(Point annotation records)
────────────────
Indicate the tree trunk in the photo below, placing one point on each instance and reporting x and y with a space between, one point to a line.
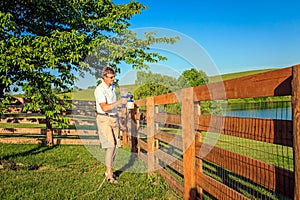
49 132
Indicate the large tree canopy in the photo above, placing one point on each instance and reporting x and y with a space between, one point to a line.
45 44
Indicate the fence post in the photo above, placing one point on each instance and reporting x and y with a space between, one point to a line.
188 135
150 133
296 128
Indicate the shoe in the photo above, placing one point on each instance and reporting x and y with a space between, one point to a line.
111 180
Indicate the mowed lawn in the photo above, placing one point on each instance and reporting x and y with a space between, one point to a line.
70 172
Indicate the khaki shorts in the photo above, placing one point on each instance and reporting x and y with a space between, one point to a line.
108 130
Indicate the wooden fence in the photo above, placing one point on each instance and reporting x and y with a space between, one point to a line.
196 169
175 145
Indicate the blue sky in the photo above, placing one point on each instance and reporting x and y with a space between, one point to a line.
238 35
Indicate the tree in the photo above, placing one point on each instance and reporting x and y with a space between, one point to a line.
45 44
192 78
143 77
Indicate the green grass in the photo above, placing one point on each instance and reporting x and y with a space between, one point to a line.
70 172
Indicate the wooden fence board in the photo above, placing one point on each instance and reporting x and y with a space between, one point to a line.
275 83
167 118
172 181
217 189
171 139
265 130
170 161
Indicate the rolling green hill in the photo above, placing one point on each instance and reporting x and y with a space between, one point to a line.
88 94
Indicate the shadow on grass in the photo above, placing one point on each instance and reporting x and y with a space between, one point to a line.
39 149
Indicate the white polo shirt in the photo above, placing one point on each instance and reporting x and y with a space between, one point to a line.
105 94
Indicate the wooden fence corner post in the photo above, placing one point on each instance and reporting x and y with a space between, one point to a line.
188 135
150 134
296 128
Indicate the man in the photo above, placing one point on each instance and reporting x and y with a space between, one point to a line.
────────────────
### WHAT IS ASKED
Copy the listing above word for word, leaving out the pictures.

### SOLUTION BELOW
Indicate the tree trunk in the photo below, placing one point on each instance and reporting x and y with a space between, one point to a line.
49 132
Indicate the large tree canopy in the photo above, placing one point on each instance and reporting x and y with a space between, one point to a line.
45 44
Indicate the fence post in the photo above, placing one point on each instance and reporting x and y with a space between, one point to a line.
188 135
150 133
296 128
Indicate the shoe in the photo above, placing one point on each instance and reporting x and y with a space between, one point to a line.
111 180
Indicate the mowed lawn in the photo above, placing one point on each instance and reporting x and y with a space between, one point to a line.
70 172
Indicate the khaki shorts in the photo above, placing one point on each instance and reporting x and y with a space between, one point to a line.
108 130
Indicate the wooden fence in the photo above, placing one point on each instance and reporting x and y with a space between, one point to a line.
196 169
175 145
Indicate the blue sky in the photo above, placing one point on each instance and reporting x and y with a space between, one point to a line.
238 35
Indicate the tree in the photo above, placing one point on each instance and reporting x and y with a space between, one point to a line.
45 44
192 78
143 77
Indicate the green grass in the photo above, placing one point on each instance and reporting x and y with a space between, one point to a line.
70 172
Indicate the wooden fence board in the photo above, placing one point on each instance and reporting x and y with a space between, one point to a line.
275 83
167 118
172 181
217 189
171 139
265 130
170 161
Indicate the rolling green hill in the photo above, placing one point on each instance and reporting x and y with a space between, one point to a line.
88 94
Indicate the shadow on grass in the photo above, placing one point on each instance and reporting x and y with a space between, one point to a line.
39 149
Indicate the white polo shirt in the photo above, placing one point on each instance and reporting x and y with a space between, one point to a line.
105 94
Indicate the wooden fence corner post in the photo above, placing one point on each instance and reporting x and y with a space between, one point to a line.
188 135
150 134
296 128
Indicate the man in the photo above, placing one point on each instance and reporting x and y with a space between, one point to a line.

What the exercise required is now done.